--- Begin PROVIDED RECORDS ---

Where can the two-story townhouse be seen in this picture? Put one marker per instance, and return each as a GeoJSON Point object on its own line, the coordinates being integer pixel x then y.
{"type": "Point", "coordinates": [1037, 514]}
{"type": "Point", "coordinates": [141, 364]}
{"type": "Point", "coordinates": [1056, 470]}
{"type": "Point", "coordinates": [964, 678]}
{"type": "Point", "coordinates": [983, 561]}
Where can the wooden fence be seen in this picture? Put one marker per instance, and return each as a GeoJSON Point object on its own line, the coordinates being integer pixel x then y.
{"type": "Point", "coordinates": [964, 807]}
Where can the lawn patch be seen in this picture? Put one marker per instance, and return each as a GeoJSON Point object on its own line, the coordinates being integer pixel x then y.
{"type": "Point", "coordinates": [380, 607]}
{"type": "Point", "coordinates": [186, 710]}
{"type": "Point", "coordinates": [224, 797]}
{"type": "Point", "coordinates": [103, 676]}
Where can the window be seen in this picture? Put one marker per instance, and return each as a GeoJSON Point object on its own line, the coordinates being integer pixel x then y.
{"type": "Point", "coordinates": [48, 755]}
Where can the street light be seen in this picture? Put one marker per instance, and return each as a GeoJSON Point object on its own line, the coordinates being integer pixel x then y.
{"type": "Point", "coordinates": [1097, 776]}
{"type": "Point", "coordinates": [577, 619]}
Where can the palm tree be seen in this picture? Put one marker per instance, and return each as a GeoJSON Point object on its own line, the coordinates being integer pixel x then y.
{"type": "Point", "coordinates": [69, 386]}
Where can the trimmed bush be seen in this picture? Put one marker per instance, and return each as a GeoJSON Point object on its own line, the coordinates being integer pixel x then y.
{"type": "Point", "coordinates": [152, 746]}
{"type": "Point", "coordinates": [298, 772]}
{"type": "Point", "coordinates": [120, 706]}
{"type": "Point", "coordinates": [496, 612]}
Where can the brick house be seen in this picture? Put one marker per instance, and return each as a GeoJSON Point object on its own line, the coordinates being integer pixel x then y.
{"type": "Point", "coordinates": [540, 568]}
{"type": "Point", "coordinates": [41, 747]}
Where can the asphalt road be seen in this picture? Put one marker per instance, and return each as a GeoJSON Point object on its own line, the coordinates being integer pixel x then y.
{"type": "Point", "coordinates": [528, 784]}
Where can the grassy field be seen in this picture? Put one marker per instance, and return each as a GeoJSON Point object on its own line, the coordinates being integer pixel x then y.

--- End PROVIDED RECORDS ---

Retype the entire listing above line for line, leaving every character unchanged.

■ EXERCISE ANSWER
Where can the two-story townhouse be seen in this picture? Put one marker per instance, and return each as a GeoJSON Point object on its own line, the coordinates being integer pixel x then y.
{"type": "Point", "coordinates": [1037, 514]}
{"type": "Point", "coordinates": [141, 364]}
{"type": "Point", "coordinates": [1056, 470]}
{"type": "Point", "coordinates": [964, 678]}
{"type": "Point", "coordinates": [983, 561]}
Where can the wooden fence be seen in this picture? Put one marker per instance, and return each as a GeoJSON Point object on its own line, the coordinates being integer pixel x then y.
{"type": "Point", "coordinates": [964, 807]}
Where can the lawn patch be seen in this picture? Put one marker per instance, and return each as a GeoJSON Point object on its own line, the coordinates being integer pixel x then y.
{"type": "Point", "coordinates": [380, 607]}
{"type": "Point", "coordinates": [186, 710]}
{"type": "Point", "coordinates": [224, 797]}
{"type": "Point", "coordinates": [103, 676]}
Where can the window be seen in this picture? Put one marker per instance, and return each as a GeoJSON Point object on its own line, the coordinates being integer pixel x then y.
{"type": "Point", "coordinates": [48, 755]}
Where can the street light be seen in this picture? Put one marker per instance, and return each as a GeoJSON Point object on its own line, the coordinates being integer pixel x then y.
{"type": "Point", "coordinates": [1097, 776]}
{"type": "Point", "coordinates": [577, 619]}
Where can the palm tree be seen in this picture? Put one marker per instance, and return each as a GeoJSON Point object on its own line, the coordinates being integer pixel x then y.
{"type": "Point", "coordinates": [69, 386]}
Where can the trimmed bush be seen in this picture? Put one marker per instance, and return each as a GeoJSON Point object on its own line, the coordinates being integer pixel x then y.
{"type": "Point", "coordinates": [152, 746]}
{"type": "Point", "coordinates": [298, 772]}
{"type": "Point", "coordinates": [120, 706]}
{"type": "Point", "coordinates": [496, 612]}
Where can the brick house be seen in this picture? Put one marker per instance, and return each as a GeoJSON Point object on its own line, the coordinates being integer pixel x then y.
{"type": "Point", "coordinates": [540, 568]}
{"type": "Point", "coordinates": [41, 747]}
Where can the asphalt road be seen in this picture? Put one marker per instance, and return each as a GeoJSON Point object on its own line, the coordinates being integer pixel x then y.
{"type": "Point", "coordinates": [528, 784]}
Where can the grassy field be seen in this picture? Put one marker per instance, and return each as a GeoJSON Point object on its own line, the coordinates being integer pixel x then y.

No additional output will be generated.